• _WHAT THE EXERCISE ASKS_: Select and copy every line of the items below that contains the word "black", matching case exactly.

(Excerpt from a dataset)
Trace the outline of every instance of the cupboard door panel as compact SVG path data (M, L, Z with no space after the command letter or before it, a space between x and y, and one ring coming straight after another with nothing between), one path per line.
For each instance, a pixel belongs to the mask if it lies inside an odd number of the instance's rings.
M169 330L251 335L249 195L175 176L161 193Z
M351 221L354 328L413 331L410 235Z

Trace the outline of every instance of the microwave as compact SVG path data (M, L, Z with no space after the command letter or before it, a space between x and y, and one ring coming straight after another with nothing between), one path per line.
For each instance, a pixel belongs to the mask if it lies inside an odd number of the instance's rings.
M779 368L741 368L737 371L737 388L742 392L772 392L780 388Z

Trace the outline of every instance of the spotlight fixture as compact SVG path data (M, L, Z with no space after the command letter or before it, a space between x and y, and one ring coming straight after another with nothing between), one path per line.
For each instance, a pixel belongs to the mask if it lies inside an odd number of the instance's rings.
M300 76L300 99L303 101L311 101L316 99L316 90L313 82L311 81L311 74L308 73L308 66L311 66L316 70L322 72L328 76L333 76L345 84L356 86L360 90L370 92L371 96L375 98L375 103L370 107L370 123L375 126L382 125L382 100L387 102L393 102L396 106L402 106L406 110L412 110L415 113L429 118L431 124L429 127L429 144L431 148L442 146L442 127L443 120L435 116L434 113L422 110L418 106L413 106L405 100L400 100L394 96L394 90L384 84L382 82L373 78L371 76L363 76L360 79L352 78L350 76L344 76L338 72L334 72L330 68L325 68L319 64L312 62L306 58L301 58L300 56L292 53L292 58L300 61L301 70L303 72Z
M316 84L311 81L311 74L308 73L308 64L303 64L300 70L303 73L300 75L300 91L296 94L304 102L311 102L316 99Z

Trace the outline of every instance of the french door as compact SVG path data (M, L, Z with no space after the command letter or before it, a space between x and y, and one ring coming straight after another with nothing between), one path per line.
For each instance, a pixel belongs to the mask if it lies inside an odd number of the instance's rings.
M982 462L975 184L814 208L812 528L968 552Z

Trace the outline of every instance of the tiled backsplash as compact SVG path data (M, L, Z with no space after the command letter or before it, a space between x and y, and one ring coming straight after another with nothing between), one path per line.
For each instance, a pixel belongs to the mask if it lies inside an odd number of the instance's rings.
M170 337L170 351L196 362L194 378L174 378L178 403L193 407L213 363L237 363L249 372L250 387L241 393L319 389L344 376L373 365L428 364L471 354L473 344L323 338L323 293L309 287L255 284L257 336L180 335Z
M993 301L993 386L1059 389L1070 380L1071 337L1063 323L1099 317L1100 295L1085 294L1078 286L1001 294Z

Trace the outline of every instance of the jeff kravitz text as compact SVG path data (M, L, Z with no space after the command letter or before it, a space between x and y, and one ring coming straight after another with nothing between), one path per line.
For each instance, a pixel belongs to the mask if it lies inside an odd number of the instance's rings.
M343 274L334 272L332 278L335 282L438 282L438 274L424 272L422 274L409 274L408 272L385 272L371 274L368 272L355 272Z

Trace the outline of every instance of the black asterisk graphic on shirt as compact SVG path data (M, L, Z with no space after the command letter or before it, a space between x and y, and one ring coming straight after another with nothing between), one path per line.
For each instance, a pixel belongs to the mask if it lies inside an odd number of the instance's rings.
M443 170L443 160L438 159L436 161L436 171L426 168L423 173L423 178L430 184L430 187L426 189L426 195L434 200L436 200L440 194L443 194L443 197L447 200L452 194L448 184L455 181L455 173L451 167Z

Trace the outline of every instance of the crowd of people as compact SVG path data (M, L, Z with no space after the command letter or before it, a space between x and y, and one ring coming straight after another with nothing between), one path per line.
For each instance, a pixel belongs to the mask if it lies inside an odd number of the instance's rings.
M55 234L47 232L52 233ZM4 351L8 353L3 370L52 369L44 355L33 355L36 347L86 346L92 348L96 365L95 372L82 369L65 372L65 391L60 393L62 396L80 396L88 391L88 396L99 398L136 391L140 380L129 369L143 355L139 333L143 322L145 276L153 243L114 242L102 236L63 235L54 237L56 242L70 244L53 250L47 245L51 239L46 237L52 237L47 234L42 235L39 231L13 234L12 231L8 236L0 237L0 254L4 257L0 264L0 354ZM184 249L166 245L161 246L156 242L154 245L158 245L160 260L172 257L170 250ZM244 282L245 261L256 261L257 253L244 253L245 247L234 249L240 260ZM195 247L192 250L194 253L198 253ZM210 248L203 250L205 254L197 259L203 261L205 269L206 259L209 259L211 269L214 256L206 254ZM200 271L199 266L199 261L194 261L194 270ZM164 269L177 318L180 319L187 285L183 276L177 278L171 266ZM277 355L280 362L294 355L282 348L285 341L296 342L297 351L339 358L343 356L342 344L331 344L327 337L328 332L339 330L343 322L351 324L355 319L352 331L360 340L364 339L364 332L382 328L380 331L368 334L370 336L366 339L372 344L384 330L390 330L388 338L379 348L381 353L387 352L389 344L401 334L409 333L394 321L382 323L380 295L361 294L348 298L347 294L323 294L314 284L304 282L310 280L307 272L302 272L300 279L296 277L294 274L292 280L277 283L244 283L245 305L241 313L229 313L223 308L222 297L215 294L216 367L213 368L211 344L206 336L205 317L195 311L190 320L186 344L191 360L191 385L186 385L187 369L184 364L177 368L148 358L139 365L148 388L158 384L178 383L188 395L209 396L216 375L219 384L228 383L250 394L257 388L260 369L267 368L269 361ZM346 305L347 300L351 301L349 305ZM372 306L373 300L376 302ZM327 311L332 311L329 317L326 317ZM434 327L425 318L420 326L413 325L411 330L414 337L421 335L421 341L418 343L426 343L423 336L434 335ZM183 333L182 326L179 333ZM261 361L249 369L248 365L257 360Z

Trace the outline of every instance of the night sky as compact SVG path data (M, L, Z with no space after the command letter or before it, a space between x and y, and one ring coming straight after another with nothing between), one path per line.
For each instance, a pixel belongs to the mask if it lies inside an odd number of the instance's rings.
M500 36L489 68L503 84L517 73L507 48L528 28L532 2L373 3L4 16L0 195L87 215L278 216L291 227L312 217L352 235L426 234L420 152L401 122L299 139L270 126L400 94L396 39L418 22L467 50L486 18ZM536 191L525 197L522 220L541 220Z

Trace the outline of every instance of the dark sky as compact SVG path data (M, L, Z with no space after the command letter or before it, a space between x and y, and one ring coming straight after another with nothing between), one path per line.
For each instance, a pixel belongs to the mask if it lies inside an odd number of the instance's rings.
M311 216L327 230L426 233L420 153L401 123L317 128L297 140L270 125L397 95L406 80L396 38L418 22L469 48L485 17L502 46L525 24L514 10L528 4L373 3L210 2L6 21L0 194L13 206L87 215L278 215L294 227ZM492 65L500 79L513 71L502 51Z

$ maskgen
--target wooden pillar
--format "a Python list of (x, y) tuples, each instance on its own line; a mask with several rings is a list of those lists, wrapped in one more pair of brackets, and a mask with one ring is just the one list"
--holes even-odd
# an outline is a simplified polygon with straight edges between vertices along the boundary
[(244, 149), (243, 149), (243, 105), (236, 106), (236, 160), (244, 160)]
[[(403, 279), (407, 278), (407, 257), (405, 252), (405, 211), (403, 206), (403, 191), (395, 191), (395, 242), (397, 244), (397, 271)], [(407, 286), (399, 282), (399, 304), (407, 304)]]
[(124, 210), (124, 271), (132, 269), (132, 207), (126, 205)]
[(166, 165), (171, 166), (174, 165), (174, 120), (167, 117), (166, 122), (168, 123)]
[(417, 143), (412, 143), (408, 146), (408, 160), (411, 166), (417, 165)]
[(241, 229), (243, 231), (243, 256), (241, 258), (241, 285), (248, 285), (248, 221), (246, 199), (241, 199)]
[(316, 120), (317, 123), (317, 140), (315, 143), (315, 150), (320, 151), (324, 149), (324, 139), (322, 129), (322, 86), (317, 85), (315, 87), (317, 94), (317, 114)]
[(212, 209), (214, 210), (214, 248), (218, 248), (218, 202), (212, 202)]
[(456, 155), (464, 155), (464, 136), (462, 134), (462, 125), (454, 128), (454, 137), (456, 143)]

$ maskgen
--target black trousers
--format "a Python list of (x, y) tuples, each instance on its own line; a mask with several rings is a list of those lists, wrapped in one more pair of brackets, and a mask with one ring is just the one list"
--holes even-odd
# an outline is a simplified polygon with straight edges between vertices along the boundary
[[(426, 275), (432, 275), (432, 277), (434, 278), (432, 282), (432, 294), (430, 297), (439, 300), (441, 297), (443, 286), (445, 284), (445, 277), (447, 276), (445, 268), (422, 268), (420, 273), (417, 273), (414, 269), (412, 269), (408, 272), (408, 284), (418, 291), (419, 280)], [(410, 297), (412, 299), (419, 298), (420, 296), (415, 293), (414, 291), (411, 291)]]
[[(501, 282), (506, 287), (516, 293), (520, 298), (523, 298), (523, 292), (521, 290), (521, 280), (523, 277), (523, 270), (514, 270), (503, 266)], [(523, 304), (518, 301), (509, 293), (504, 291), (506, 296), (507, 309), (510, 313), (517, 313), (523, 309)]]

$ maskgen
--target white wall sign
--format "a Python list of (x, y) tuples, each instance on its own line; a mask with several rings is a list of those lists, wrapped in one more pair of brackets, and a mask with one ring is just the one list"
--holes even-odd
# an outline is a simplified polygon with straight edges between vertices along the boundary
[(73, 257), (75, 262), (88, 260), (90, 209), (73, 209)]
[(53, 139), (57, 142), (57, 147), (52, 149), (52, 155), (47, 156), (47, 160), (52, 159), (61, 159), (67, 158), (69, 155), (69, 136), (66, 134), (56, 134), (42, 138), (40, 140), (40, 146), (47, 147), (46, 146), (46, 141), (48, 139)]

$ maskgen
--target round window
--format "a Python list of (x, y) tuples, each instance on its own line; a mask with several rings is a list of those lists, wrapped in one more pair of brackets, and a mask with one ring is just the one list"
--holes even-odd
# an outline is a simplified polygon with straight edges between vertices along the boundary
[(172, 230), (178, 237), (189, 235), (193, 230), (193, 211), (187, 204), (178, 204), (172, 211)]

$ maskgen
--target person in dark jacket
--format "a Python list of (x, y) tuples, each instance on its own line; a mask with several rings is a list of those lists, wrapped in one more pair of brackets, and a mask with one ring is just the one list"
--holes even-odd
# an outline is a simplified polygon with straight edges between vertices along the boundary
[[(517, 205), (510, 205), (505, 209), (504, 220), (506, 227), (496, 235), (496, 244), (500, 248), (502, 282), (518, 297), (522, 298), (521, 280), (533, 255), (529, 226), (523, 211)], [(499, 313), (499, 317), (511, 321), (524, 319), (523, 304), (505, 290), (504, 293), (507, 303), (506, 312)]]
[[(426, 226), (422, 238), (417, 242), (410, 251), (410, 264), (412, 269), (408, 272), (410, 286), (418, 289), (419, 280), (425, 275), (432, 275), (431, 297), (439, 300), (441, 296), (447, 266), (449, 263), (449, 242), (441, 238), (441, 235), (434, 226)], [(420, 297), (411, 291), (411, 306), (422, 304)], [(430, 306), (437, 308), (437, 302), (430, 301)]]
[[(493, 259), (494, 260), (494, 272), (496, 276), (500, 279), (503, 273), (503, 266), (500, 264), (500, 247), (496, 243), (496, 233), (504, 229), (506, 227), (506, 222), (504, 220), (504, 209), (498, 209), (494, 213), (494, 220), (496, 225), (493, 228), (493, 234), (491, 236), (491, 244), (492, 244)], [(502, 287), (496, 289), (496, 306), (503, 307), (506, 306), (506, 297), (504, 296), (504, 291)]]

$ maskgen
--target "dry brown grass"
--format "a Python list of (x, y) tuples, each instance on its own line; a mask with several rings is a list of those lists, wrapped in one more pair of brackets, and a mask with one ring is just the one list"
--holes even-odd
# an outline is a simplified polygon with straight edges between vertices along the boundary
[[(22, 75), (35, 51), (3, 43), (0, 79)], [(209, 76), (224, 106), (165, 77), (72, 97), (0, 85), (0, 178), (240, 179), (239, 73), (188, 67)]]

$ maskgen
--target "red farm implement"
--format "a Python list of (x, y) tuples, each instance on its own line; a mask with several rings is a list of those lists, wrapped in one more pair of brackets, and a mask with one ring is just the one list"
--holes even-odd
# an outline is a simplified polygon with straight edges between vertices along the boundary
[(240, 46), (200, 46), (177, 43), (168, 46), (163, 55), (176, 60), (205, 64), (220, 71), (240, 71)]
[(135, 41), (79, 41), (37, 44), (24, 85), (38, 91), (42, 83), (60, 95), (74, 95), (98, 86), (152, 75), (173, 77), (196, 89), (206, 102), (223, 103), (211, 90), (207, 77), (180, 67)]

• _COMPLETED EXERCISE_:
Trace the outline of every instance of the black asterisk graphic on shirt as compact SVG path data (M, L, Z with no space after the command letter or before it, a space between x and y, and one ring coming straight after another with nothing between), one path per line.
--target black trousers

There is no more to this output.